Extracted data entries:
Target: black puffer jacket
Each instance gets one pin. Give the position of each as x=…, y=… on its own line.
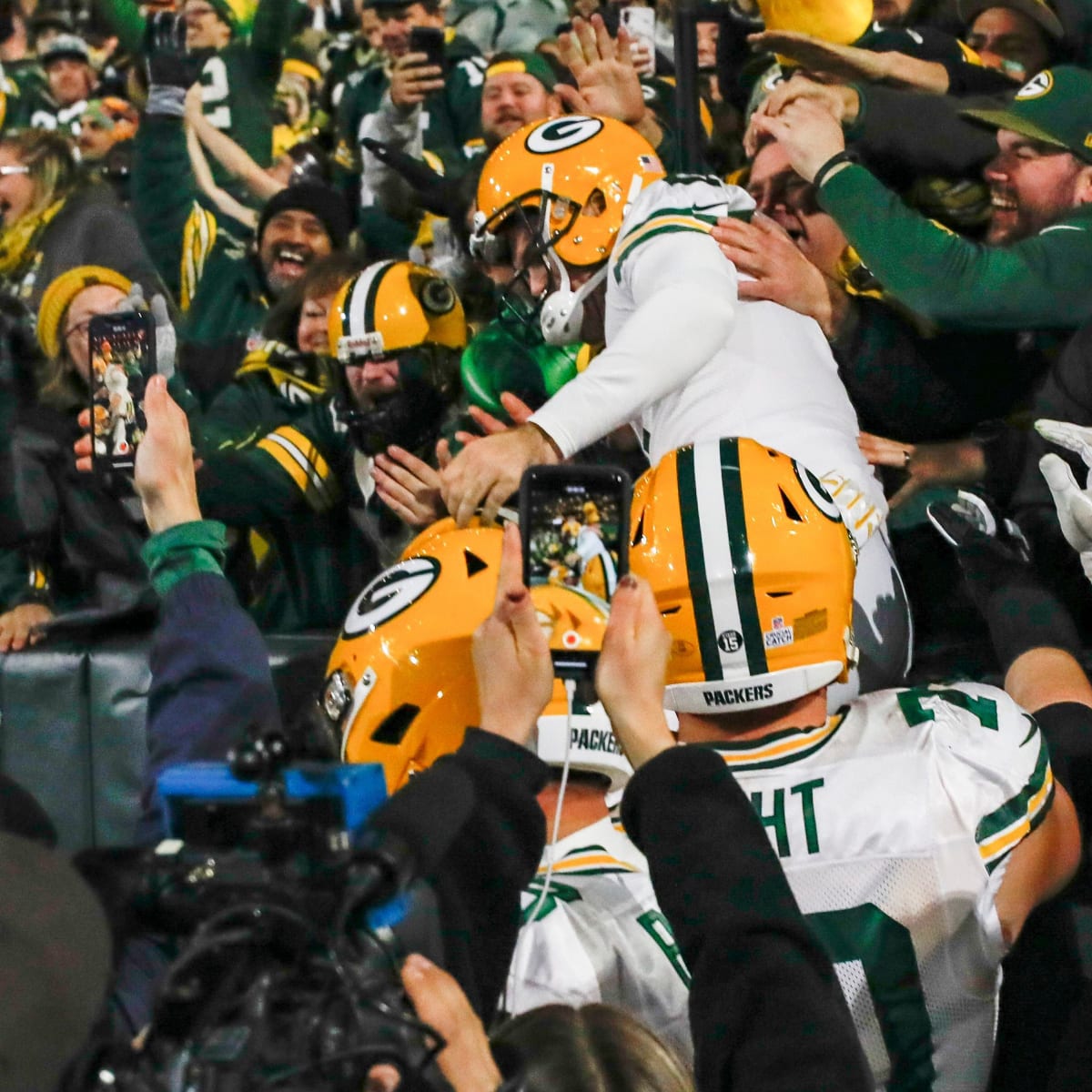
x=75, y=527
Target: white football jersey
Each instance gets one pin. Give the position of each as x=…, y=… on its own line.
x=894, y=824
x=599, y=936
x=774, y=379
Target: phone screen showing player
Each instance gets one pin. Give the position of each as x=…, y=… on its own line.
x=429, y=41
x=574, y=525
x=121, y=359
x=640, y=25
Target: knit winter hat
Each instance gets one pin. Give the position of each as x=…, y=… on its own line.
x=60, y=294
x=327, y=205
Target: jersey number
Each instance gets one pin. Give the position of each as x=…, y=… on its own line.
x=910, y=703
x=214, y=91
x=885, y=953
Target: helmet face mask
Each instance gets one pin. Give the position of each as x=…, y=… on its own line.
x=563, y=186
x=753, y=571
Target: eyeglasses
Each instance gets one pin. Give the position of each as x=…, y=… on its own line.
x=80, y=328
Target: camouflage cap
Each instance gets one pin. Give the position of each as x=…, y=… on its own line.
x=1054, y=107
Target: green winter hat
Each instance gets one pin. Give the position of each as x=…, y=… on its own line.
x=1054, y=107
x=532, y=64
x=238, y=15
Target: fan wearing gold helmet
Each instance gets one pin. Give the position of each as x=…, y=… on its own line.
x=399, y=691
x=579, y=218
x=398, y=331
x=917, y=828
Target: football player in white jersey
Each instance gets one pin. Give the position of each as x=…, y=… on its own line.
x=580, y=214
x=917, y=828
x=592, y=928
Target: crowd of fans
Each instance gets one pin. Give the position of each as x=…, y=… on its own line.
x=376, y=308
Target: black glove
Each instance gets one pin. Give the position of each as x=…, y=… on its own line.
x=168, y=64
x=996, y=561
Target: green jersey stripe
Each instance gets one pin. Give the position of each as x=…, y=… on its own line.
x=1016, y=809
x=696, y=566
x=742, y=557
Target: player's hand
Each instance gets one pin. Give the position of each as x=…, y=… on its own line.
x=828, y=58
x=467, y=1062
x=413, y=79
x=511, y=654
x=19, y=626
x=487, y=472
x=632, y=666
x=808, y=134
x=764, y=250
x=518, y=410
x=409, y=486
x=840, y=101
x=607, y=81
x=1074, y=505
x=164, y=472
x=951, y=462
x=168, y=63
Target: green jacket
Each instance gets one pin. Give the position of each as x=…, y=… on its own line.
x=1041, y=283
x=238, y=82
x=224, y=321
x=266, y=474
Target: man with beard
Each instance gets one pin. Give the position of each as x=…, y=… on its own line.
x=70, y=81
x=1035, y=267
x=238, y=283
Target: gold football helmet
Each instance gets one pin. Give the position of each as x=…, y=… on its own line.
x=399, y=685
x=391, y=307
x=753, y=571
x=405, y=312
x=571, y=180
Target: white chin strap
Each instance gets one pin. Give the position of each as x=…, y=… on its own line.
x=562, y=311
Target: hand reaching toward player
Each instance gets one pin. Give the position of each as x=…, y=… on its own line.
x=841, y=102
x=603, y=66
x=487, y=472
x=807, y=131
x=951, y=462
x=511, y=654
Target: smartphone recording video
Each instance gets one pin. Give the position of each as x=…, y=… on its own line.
x=574, y=522
x=121, y=359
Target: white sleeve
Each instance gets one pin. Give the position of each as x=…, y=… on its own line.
x=399, y=129
x=685, y=295
x=994, y=763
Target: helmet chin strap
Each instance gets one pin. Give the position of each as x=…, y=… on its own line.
x=562, y=311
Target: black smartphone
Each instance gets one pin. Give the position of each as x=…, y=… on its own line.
x=123, y=358
x=429, y=41
x=574, y=525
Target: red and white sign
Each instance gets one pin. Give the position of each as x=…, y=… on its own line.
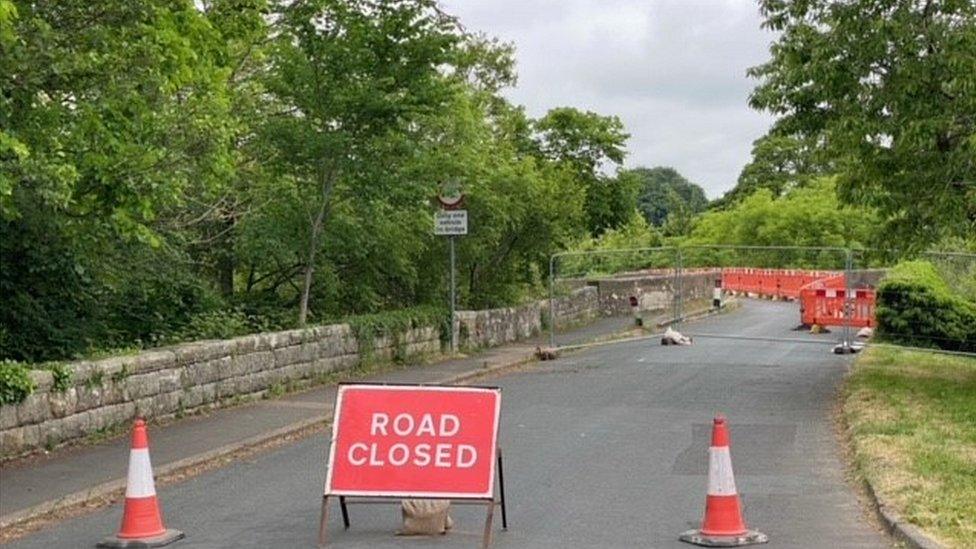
x=414, y=441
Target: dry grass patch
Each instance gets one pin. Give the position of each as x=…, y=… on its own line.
x=911, y=417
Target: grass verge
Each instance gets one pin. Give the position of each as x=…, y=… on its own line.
x=911, y=417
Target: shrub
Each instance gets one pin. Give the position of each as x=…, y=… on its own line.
x=15, y=383
x=916, y=306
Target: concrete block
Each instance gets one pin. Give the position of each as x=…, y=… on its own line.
x=89, y=396
x=296, y=353
x=34, y=409
x=75, y=426
x=12, y=441
x=169, y=380
x=167, y=403
x=62, y=404
x=142, y=385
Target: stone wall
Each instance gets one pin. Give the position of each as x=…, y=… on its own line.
x=491, y=327
x=168, y=381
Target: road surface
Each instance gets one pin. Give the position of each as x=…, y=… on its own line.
x=604, y=448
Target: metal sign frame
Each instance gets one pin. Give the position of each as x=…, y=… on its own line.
x=497, y=479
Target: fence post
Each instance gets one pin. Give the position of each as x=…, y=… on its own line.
x=845, y=347
x=552, y=304
x=678, y=283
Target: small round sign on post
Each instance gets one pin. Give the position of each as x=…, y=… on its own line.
x=450, y=196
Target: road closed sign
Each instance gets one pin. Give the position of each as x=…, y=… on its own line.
x=414, y=441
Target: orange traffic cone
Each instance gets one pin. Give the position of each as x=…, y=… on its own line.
x=723, y=525
x=142, y=523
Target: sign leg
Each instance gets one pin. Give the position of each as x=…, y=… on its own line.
x=324, y=521
x=501, y=487
x=345, y=512
x=486, y=543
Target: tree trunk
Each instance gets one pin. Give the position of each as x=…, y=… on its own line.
x=328, y=179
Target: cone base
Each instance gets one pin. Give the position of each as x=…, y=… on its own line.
x=749, y=538
x=167, y=537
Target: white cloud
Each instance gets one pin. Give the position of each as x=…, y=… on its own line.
x=673, y=70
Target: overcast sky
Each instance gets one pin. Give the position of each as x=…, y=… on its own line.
x=672, y=70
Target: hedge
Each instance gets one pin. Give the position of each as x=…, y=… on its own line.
x=917, y=307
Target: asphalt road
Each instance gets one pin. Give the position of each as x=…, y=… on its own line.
x=604, y=448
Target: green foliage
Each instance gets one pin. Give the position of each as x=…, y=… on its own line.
x=664, y=191
x=15, y=383
x=219, y=324
x=809, y=216
x=395, y=324
x=916, y=306
x=887, y=91
x=368, y=327
x=172, y=171
x=779, y=163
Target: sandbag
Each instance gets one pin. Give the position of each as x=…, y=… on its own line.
x=424, y=517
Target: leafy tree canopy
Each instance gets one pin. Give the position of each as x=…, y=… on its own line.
x=664, y=191
x=888, y=90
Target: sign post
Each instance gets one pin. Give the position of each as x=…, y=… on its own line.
x=415, y=441
x=453, y=298
x=451, y=221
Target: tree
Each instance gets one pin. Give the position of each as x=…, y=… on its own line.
x=588, y=143
x=663, y=190
x=887, y=89
x=111, y=116
x=807, y=216
x=779, y=163
x=352, y=73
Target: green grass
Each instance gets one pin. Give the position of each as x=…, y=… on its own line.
x=911, y=416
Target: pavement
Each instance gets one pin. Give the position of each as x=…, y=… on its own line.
x=75, y=475
x=606, y=447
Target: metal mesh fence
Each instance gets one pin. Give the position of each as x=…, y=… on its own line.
x=925, y=301
x=828, y=295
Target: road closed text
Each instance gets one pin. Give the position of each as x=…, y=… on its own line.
x=406, y=440
x=421, y=454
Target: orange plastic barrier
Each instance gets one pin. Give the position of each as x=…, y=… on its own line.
x=825, y=306
x=822, y=294
x=770, y=282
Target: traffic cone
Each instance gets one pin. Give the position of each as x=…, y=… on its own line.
x=723, y=525
x=142, y=522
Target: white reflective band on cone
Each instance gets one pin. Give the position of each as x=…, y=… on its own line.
x=139, y=483
x=720, y=479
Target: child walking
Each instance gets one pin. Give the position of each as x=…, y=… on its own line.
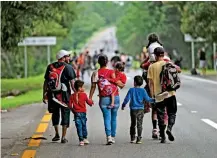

EXERCISE DIRECTIONS: Rewrite only the part of the items that opens with the line containing "Target: player's hand" and closes with the line containing "x=168, y=63", offsetting every x and y coordinate by -126 and keeping the other lines unchanged.

SOLUTION TO THE PROBLEM:
Target: player's hand
Each instance gets one pin. Give the position of each as x=…, y=… on its own line.
x=702, y=-68
x=341, y=936
x=287, y=-47
x=385, y=528
x=-107, y=500
x=361, y=346
x=506, y=540
x=682, y=8
x=638, y=124
x=392, y=284
x=283, y=360
x=714, y=-25
x=481, y=-45
x=948, y=379
x=38, y=346
x=825, y=336
x=42, y=-63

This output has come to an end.